MATERIAL SHOWN>
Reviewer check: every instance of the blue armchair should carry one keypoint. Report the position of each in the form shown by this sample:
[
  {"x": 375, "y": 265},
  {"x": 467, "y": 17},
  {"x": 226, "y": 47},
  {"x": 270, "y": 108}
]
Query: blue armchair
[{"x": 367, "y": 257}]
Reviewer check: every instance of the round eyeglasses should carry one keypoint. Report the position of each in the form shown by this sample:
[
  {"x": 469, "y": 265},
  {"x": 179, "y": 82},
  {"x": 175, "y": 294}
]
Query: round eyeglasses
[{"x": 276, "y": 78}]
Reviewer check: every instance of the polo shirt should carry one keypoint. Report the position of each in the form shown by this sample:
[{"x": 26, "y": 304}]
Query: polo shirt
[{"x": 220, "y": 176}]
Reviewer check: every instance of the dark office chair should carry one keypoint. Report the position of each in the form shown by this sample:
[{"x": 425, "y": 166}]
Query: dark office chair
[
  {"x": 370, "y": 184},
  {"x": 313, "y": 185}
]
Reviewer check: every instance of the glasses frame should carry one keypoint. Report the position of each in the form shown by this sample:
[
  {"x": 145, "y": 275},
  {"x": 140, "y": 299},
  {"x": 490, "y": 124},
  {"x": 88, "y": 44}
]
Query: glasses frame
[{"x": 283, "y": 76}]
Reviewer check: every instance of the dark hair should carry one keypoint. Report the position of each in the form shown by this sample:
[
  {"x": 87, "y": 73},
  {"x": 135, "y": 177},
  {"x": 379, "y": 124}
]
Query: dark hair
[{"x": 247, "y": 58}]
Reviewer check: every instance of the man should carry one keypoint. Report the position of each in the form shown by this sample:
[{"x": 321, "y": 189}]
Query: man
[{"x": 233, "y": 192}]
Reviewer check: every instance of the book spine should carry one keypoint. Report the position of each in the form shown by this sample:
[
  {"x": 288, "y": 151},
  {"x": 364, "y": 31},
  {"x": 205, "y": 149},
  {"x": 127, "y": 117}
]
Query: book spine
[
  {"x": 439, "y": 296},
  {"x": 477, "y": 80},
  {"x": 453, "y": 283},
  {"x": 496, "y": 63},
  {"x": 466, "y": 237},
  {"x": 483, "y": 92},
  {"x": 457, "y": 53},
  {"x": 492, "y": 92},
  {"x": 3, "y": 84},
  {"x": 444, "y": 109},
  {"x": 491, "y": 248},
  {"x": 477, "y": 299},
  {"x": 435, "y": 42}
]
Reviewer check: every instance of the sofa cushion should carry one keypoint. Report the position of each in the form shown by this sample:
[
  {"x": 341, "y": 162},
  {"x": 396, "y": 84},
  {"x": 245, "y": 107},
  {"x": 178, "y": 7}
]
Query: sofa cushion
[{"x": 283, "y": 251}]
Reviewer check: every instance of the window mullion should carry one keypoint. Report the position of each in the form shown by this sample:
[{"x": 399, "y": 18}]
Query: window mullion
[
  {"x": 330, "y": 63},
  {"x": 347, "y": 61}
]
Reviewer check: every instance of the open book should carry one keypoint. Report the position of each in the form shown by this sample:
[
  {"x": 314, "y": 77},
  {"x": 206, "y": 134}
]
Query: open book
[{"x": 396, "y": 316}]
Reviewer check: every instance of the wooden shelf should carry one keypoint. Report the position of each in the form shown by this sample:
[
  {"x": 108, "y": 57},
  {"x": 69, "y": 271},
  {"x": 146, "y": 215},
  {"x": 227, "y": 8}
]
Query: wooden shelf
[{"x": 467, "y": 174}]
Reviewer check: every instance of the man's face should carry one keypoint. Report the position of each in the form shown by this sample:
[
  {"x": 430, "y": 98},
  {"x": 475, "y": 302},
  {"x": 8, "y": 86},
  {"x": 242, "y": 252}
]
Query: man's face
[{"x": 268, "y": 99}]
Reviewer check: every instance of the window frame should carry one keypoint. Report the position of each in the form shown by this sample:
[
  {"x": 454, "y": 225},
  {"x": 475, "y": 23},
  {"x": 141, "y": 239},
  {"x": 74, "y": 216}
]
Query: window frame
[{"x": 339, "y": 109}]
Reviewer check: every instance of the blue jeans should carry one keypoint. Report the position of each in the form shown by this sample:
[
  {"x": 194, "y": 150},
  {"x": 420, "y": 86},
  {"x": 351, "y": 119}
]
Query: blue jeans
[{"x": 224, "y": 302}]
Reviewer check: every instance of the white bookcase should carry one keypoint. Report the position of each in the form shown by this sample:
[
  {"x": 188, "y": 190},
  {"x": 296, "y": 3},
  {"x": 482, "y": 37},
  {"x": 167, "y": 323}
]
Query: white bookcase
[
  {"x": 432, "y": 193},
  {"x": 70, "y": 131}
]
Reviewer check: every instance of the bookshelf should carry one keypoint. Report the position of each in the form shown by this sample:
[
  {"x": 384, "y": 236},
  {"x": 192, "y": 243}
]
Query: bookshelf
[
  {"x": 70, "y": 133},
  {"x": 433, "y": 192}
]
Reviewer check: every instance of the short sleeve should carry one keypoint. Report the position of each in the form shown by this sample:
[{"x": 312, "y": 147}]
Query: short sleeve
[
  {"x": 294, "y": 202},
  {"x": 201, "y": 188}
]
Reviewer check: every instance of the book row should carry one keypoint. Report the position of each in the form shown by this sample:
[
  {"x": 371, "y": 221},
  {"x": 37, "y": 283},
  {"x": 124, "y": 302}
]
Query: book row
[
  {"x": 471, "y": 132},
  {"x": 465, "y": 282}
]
--
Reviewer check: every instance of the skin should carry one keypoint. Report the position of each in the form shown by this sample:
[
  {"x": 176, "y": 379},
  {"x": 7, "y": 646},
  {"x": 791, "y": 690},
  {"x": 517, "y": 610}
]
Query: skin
==
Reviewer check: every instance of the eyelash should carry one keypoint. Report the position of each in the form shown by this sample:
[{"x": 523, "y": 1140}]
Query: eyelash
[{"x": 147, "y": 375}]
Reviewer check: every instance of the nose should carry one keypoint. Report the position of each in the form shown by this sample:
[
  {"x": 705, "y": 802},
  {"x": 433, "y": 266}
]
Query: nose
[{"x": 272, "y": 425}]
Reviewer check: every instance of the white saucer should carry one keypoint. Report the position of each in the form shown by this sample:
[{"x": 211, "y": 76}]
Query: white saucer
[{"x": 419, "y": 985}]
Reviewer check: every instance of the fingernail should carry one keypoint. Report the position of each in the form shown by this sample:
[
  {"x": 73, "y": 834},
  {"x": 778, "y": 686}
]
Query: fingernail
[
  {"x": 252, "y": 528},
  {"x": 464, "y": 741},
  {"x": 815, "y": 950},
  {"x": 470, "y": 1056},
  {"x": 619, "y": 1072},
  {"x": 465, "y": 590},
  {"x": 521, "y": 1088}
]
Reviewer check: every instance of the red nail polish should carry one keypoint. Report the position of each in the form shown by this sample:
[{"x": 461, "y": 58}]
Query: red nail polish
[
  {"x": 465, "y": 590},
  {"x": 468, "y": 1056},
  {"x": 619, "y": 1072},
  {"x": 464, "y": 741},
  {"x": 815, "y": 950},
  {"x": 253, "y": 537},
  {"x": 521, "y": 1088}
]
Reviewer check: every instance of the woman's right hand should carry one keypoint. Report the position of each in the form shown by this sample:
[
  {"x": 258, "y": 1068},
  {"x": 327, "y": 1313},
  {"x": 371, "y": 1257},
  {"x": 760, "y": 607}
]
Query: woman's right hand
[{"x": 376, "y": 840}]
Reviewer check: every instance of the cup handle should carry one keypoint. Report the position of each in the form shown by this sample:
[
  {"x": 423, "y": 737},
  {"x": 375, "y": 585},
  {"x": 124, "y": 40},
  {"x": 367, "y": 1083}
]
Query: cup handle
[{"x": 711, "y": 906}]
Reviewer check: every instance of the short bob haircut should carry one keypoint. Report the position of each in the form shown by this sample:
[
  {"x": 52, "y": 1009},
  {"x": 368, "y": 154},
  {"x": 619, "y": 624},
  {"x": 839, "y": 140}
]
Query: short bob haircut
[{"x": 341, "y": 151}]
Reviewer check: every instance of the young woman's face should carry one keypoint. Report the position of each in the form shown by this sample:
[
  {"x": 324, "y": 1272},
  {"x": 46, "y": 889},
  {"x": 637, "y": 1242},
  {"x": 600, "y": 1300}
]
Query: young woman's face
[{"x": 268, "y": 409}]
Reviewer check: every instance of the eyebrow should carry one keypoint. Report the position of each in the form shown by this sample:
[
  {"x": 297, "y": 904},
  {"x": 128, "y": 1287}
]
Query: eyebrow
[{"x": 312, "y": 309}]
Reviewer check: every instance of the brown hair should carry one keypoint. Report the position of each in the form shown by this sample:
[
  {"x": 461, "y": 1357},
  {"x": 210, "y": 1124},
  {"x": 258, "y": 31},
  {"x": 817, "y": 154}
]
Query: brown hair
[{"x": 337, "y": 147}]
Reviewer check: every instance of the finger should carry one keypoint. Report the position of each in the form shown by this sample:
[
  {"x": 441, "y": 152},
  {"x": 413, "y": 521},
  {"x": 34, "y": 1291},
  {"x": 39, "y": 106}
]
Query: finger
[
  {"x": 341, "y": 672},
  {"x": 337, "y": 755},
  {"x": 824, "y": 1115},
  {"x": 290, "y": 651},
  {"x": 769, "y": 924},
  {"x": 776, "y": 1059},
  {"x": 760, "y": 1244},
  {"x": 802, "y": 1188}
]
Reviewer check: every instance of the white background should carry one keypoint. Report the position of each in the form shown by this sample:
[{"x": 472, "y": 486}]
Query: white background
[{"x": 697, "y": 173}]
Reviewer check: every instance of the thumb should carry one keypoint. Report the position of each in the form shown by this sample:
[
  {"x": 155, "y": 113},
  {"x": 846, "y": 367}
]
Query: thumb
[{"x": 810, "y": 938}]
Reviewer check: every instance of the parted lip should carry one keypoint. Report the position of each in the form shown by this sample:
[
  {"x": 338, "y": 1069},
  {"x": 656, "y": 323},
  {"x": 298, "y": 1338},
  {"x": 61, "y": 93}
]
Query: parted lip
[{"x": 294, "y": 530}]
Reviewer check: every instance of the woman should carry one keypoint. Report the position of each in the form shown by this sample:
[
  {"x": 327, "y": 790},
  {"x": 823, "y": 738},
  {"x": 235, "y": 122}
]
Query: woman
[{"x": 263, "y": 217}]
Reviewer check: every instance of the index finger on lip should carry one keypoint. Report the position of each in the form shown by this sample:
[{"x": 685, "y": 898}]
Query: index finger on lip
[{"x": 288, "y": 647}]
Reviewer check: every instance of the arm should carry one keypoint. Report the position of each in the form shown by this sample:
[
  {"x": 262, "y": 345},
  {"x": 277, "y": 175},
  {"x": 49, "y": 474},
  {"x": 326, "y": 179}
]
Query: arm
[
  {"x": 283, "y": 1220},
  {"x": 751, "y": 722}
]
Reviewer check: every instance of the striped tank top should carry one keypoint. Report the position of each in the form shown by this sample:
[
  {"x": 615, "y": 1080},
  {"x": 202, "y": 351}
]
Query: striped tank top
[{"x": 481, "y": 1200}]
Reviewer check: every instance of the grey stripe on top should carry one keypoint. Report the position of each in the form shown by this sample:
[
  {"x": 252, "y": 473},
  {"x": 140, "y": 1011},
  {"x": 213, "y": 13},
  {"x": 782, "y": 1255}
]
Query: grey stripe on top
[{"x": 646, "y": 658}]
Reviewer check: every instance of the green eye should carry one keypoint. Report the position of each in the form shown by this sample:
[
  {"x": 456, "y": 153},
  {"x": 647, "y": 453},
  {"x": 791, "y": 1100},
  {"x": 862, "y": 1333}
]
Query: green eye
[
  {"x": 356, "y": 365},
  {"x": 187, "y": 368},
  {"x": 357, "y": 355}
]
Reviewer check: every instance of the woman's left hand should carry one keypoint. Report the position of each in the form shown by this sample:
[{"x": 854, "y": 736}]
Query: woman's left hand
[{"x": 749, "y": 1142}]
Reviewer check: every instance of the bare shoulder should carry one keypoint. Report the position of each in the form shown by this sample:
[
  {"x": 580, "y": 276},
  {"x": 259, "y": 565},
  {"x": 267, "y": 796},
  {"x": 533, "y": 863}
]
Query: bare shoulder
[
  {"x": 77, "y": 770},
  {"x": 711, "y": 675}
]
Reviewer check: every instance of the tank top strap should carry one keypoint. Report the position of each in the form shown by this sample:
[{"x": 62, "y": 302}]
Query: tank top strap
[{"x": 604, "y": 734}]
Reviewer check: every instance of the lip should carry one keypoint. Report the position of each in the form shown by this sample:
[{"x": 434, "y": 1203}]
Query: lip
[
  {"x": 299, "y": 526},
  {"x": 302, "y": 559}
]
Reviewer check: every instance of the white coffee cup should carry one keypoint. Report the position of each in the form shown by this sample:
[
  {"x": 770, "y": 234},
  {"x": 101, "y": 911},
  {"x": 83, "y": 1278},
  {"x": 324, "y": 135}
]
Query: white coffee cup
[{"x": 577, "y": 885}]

ASSIGNMENT> Identify every line above that includes the word "skin", and show those lines.

ANSWER SPACE>
Reviewer check: every instance of the skin should carry one keypoint. Report the position of each in the form shown by this sample:
Query: skin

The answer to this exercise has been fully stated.